Rows from a data collection:
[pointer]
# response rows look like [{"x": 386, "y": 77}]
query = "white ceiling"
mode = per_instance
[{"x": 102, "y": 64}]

## STATED EXERCISE
Rewrite the rows above, replacing "query" with "target" and keeping everything else the same.

## TASK OUTPUT
[pointer]
# response rows look like [{"x": 386, "y": 77}]
target = "white ceiling"
mode = per_instance
[{"x": 102, "y": 64}]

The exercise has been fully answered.